▶ Instructions to follow: Reproduce the listing from its first line through the line holding "48 297 L 48", both included, and leave the pictures out of your answer.

▶ Material shown:
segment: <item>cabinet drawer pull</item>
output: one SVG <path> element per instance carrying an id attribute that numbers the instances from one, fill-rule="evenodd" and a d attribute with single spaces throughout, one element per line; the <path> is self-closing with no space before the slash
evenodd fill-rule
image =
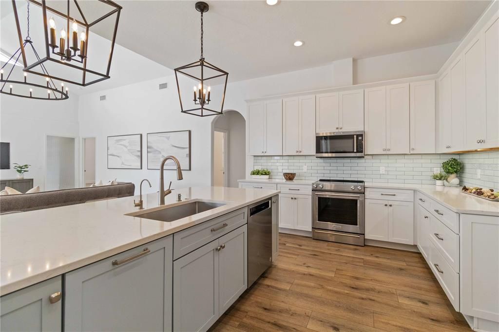
<path id="1" fill-rule="evenodd" d="M 48 297 L 48 301 L 52 304 L 57 303 L 61 299 L 61 295 L 60 292 L 50 294 L 50 296 Z"/>
<path id="2" fill-rule="evenodd" d="M 220 230 L 221 229 L 222 229 L 224 227 L 227 227 L 227 226 L 228 226 L 227 223 L 227 222 L 224 222 L 223 224 L 222 224 L 222 226 L 219 226 L 218 227 L 216 227 L 216 227 L 214 227 L 214 228 L 212 228 L 211 231 L 212 232 L 216 232 L 217 231 Z"/>
<path id="3" fill-rule="evenodd" d="M 434 209 L 433 210 L 435 211 L 436 212 L 437 212 L 437 213 L 438 214 L 440 214 L 440 215 L 444 215 L 444 213 L 443 213 L 442 212 L 440 212 L 438 210 Z"/>
<path id="4" fill-rule="evenodd" d="M 150 252 L 151 252 L 151 250 L 150 250 L 149 249 L 149 248 L 144 248 L 144 250 L 142 250 L 142 252 L 139 252 L 138 254 L 137 254 L 136 255 L 134 255 L 133 256 L 130 256 L 129 257 L 127 258 L 125 258 L 124 259 L 122 259 L 121 261 L 118 261 L 117 259 L 115 259 L 114 261 L 113 261 L 112 262 L 111 262 L 111 263 L 112 264 L 113 264 L 113 265 L 117 266 L 118 265 L 121 265 L 121 264 L 124 264 L 125 263 L 128 263 L 129 262 L 130 262 L 131 261 L 133 261 L 134 259 L 137 259 L 139 257 L 141 257 L 143 256 L 144 256 L 145 255 L 147 255 L 148 254 L 149 254 Z"/>
<path id="5" fill-rule="evenodd" d="M 440 270 L 440 268 L 439 267 L 438 264 L 433 264 L 433 265 L 435 266 L 435 268 L 437 269 L 437 271 L 438 271 L 440 273 L 444 274 L 444 271 L 443 271 L 442 270 Z"/>

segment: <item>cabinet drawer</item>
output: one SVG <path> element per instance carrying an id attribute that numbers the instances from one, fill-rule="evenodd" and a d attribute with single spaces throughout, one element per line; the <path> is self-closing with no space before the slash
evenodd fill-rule
<path id="1" fill-rule="evenodd" d="M 430 243 L 430 267 L 453 307 L 459 311 L 459 274 L 454 272 L 437 247 Z"/>
<path id="2" fill-rule="evenodd" d="M 416 201 L 418 203 L 424 207 L 427 210 L 429 210 L 431 208 L 431 199 L 425 196 L 421 192 L 416 193 Z"/>
<path id="3" fill-rule="evenodd" d="M 278 184 L 277 190 L 281 193 L 298 194 L 300 195 L 311 195 L 311 184 Z"/>
<path id="4" fill-rule="evenodd" d="M 248 208 L 243 207 L 175 233 L 173 234 L 173 259 L 188 254 L 244 225 L 247 221 Z"/>
<path id="5" fill-rule="evenodd" d="M 459 214 L 433 199 L 431 201 L 430 205 L 430 213 L 452 229 L 454 233 L 459 234 Z"/>
<path id="6" fill-rule="evenodd" d="M 442 257 L 455 271 L 459 271 L 459 235 L 433 216 L 430 237 Z"/>
<path id="7" fill-rule="evenodd" d="M 401 189 L 367 188 L 366 189 L 366 198 L 412 202 L 414 200 L 414 192 Z"/>
<path id="8" fill-rule="evenodd" d="M 249 189 L 267 189 L 271 190 L 276 190 L 277 185 L 275 183 L 266 183 L 262 182 L 248 182 L 241 183 L 241 188 Z"/>

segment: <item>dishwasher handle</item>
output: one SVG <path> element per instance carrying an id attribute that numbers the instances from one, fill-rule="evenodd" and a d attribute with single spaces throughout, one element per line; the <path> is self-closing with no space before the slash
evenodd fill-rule
<path id="1" fill-rule="evenodd" d="M 270 208 L 270 201 L 267 200 L 263 203 L 260 203 L 257 205 L 250 208 L 250 216 L 254 215 L 260 212 Z"/>

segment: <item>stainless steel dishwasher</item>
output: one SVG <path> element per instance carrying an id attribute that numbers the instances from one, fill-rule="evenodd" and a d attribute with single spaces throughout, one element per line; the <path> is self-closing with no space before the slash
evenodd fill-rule
<path id="1" fill-rule="evenodd" d="M 272 199 L 248 206 L 248 287 L 272 264 Z"/>

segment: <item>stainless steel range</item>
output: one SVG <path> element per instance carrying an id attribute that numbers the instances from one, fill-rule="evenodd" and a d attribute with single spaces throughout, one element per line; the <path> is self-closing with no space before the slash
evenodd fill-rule
<path id="1" fill-rule="evenodd" d="M 312 184 L 312 238 L 364 245 L 364 181 L 321 179 Z"/>

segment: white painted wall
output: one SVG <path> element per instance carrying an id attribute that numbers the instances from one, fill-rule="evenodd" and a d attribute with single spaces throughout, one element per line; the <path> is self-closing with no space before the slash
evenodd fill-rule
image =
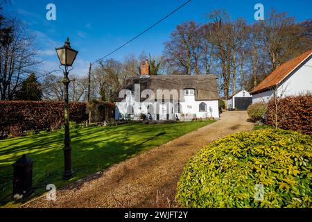
<path id="1" fill-rule="evenodd" d="M 283 91 L 284 96 L 312 93 L 312 58 L 283 81 L 278 89 L 279 94 Z"/>
<path id="2" fill-rule="evenodd" d="M 227 100 L 228 108 L 235 109 L 235 98 L 236 97 L 252 97 L 252 95 L 245 89 L 241 90 Z"/>
<path id="3" fill-rule="evenodd" d="M 274 96 L 274 90 L 268 90 L 252 95 L 252 103 L 268 103 Z"/>
<path id="4" fill-rule="evenodd" d="M 310 59 L 295 73 L 288 76 L 277 88 L 278 96 L 283 97 L 312 93 L 312 59 Z M 267 103 L 274 96 L 274 90 L 254 94 L 252 103 Z"/>
<path id="5" fill-rule="evenodd" d="M 219 109 L 218 109 L 218 100 L 213 101 L 196 101 L 195 96 L 185 96 L 185 101 L 180 102 L 182 106 L 181 113 L 183 113 L 187 117 L 187 119 L 193 119 L 193 117 L 197 118 L 207 118 L 212 117 L 218 119 L 219 117 Z M 201 103 L 205 103 L 207 105 L 207 112 L 200 112 L 199 105 Z M 166 103 L 166 112 L 169 114 L 170 119 L 174 119 L 176 113 L 174 112 L 174 106 L 172 104 Z M 116 103 L 116 112 L 115 112 L 115 119 L 119 119 L 121 116 L 125 116 L 128 114 L 127 110 L 128 107 L 131 105 L 134 108 L 134 114 L 131 117 L 135 117 L 135 119 L 139 119 L 139 116 L 141 113 L 148 114 L 147 107 L 149 104 L 152 104 L 155 108 L 155 114 L 157 110 L 157 107 L 159 107 L 162 110 L 162 105 L 157 102 L 148 102 L 148 103 L 136 103 L 134 99 L 134 96 L 127 96 L 124 102 Z M 210 113 L 210 108 L 211 108 L 211 113 Z M 159 114 L 162 114 L 162 110 L 159 110 Z M 180 115 L 178 115 L 180 117 Z M 153 115 L 153 119 L 156 118 L 156 115 Z M 164 119 L 166 117 L 164 116 L 163 118 L 160 117 L 160 119 Z"/>

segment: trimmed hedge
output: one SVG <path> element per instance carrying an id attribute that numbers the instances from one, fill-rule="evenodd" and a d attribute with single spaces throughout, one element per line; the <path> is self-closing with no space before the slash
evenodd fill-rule
<path id="1" fill-rule="evenodd" d="M 86 104 L 69 103 L 70 121 L 88 119 Z M 57 101 L 0 101 L 0 137 L 18 136 L 29 130 L 53 130 L 64 121 L 64 103 Z"/>
<path id="2" fill-rule="evenodd" d="M 312 94 L 280 99 L 277 113 L 278 127 L 312 135 Z M 275 126 L 275 103 L 268 103 L 266 123 Z"/>
<path id="3" fill-rule="evenodd" d="M 262 119 L 266 112 L 266 105 L 263 103 L 257 103 L 248 106 L 247 113 L 254 122 Z"/>
<path id="4" fill-rule="evenodd" d="M 311 207 L 311 157 L 312 137 L 297 132 L 229 135 L 189 161 L 177 198 L 186 207 Z"/>

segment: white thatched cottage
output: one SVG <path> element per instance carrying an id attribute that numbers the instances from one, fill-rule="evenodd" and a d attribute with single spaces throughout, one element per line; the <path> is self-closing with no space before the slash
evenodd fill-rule
<path id="1" fill-rule="evenodd" d="M 119 90 L 116 119 L 191 120 L 219 118 L 216 76 L 214 75 L 150 76 L 148 60 L 140 77 L 129 78 Z"/>

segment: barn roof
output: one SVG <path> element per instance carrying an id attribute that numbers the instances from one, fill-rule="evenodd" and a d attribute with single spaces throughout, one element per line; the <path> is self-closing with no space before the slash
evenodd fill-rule
<path id="1" fill-rule="evenodd" d="M 157 89 L 194 89 L 196 101 L 208 101 L 218 99 L 217 89 L 217 76 L 215 75 L 168 75 L 150 76 L 148 78 L 132 77 L 126 80 L 125 85 L 120 90 L 125 89 L 135 89 L 135 85 L 139 84 L 141 92 L 144 89 L 153 90 L 157 98 Z M 119 90 L 119 91 L 120 91 Z M 179 94 L 180 101 L 184 101 L 184 94 Z"/>
<path id="2" fill-rule="evenodd" d="M 271 73 L 264 80 L 260 83 L 250 94 L 254 94 L 261 91 L 265 91 L 270 87 L 275 87 L 279 84 L 285 78 L 297 68 L 306 60 L 312 56 L 312 49 L 305 52 L 304 53 L 295 57 L 295 58 L 282 64 L 277 67 L 272 73 Z"/>

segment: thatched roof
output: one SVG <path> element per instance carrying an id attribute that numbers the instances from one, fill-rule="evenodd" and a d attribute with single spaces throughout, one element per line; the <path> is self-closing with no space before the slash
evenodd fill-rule
<path id="1" fill-rule="evenodd" d="M 120 90 L 125 89 L 134 91 L 135 85 L 139 84 L 141 92 L 144 89 L 150 89 L 155 93 L 155 99 L 162 99 L 160 96 L 157 95 L 157 89 L 176 89 L 179 92 L 179 100 L 184 101 L 184 93 L 181 93 L 180 90 L 194 89 L 196 101 L 216 100 L 219 99 L 216 78 L 214 75 L 168 75 L 129 78 Z"/>

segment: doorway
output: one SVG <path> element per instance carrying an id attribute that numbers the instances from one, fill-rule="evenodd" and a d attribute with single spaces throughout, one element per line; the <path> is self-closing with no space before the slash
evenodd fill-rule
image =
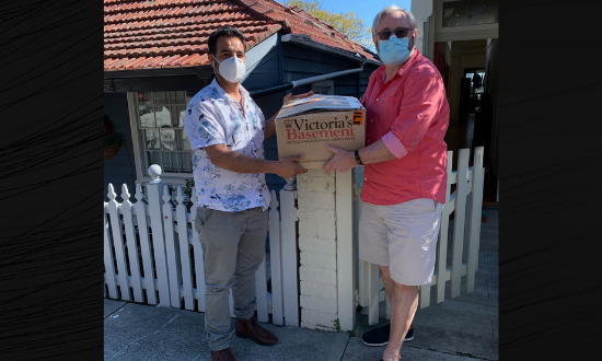
<path id="1" fill-rule="evenodd" d="M 484 203 L 497 203 L 497 38 L 438 42 L 433 50 L 450 104 L 445 142 L 453 151 L 452 166 L 458 166 L 460 149 L 473 153 L 484 147 Z"/>

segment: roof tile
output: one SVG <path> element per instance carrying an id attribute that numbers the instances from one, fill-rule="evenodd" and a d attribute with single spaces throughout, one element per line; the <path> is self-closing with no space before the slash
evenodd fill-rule
<path id="1" fill-rule="evenodd" d="M 245 34 L 248 49 L 282 30 L 374 60 L 331 25 L 275 0 L 104 0 L 104 69 L 206 66 L 207 38 L 227 24 Z"/>

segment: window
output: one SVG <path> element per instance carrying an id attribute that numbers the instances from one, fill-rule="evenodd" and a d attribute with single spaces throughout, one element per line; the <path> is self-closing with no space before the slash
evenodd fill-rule
<path id="1" fill-rule="evenodd" d="M 185 91 L 129 93 L 138 182 L 149 180 L 148 167 L 158 164 L 162 178 L 190 177 L 190 143 L 184 131 L 189 97 Z"/>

▶ Solution for this task:
segment: <item>cabinet drawer pull</item>
output: one SVG <path> element per instance carrying an id attribute that numbers the instances from one, fill-rule="evenodd" and a d attribute with single spaces throughout, one element per line; the <path> is self-closing with no space before the slash
evenodd fill-rule
image =
<path id="1" fill-rule="evenodd" d="M 48 297 L 48 301 L 52 304 L 57 303 L 61 299 L 61 295 L 60 292 L 50 294 L 50 296 Z"/>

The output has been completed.